TASK A:
Translate into Spanish this sentence from the forum post on ACS work experience: "For those who don't know already, I would like to clarify a bit on how ACS calculates the period of employment."
TASK B:
In the records, update everything from the line containing "Please spot the asphalt" down to the end of the records by changing "asphalt surface" to "tarmac surface", with nothing else altered.

EXCERPT TO READ:
────────────────
# Useful information: ACS work experience calculation clarified



## Think (Dec 3, 2014)

Hello everyone,

For those who don't know already, I would like to clarify a bit on how ACS calculates the period of employment. 

If you have an experience of exactly 2 years of continuous employment, ACS will assess your period of employment as 1 year and 11 months. This is because, they calculate month on month basis. This means, work experience gained in January and February will not be counted as two different months, but rather 1 month, which is the gap in time between January and February.

Ex: Jan'12 - Dec'13 is actually 2 years. However, ACS will use month on month calculation, which means, Jan'12 to Feb'12 is 1 month, Feb'12 to Mar'12 is 1 more month and so on until Nov'13 to Dec'13 is 1 month, giving you a total of 1 year and 11 months.

If you have an experience of exactly 2 years and changed jobs in between, ACS will assess your employment period to be 1 year 11 months or 1 year 10 months depending on the following scenarios:

1. If your Month of Joining the second employment is the same as the month of leaving your previous employment, time gap between two consecutive months is used and your period of employment will be 1 year and 11 months.

Company 1: 01 Jan'12 to 26 Apr'13
Company 2: 27 Apr'13 to 31 Dec'13
Total years actually worked = 2 years.

According to ACS, Jan'12 to Feb'12 is 1 month, Feb'12 to Mar'12 is month, ..... Apr'13 to May'13 is month, ......until Nov'13 to Dec'13 is 1 month, giving you a total of 1 year and 11 months. 


2. In case your Month of Joining the second employment is not the same as the month of leaving your previous employment, which is usually the next month, period calculation will start anew from second employment. This means, you will have only 1 year 10 months work experience, as per ACS.
────────────────
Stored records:

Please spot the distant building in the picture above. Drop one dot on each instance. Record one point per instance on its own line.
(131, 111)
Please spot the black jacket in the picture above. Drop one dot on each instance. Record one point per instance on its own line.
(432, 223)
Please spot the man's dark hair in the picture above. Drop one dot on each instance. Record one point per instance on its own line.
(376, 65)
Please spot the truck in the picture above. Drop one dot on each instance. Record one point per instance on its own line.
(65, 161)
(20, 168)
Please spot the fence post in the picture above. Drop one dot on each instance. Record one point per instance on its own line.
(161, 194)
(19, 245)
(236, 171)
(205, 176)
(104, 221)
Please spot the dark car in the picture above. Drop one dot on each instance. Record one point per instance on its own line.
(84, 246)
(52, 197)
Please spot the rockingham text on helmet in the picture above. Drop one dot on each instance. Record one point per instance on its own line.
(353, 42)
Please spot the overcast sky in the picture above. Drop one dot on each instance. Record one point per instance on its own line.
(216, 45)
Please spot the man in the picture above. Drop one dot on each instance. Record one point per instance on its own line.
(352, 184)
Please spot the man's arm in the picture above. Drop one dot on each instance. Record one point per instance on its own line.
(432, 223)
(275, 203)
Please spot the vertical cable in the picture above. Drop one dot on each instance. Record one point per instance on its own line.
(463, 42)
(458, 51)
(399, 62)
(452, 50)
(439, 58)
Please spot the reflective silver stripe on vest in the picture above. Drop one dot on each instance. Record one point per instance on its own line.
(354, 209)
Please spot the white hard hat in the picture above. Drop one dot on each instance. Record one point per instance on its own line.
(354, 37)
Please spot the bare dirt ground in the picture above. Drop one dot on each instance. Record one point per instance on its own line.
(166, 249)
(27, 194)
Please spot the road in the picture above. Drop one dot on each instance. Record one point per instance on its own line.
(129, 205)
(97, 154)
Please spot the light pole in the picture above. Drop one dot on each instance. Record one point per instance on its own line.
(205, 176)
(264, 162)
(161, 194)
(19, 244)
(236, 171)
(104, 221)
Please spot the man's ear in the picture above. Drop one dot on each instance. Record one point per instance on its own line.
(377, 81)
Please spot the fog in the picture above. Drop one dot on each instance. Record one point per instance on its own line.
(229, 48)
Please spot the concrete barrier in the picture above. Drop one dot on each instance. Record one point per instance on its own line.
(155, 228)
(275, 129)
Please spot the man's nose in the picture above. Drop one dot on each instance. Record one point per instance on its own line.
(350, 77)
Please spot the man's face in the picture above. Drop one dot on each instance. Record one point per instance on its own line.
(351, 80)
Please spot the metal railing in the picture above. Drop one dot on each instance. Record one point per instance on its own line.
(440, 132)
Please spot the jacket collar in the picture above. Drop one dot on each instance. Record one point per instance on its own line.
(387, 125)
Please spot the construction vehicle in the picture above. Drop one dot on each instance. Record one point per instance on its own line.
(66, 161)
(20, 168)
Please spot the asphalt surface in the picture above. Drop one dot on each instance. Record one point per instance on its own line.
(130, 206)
────────────────
FULL OUTPUT A:
Para quienes aún no lo sepan, me gustaría aclarar un poco cómo calcula ACS el período de empleo.

FULL OUTPUT B:
Please spot the tarmac surface in the picture above. Drop one dot on each instance. Record one point per instance on its own line.
(130, 206)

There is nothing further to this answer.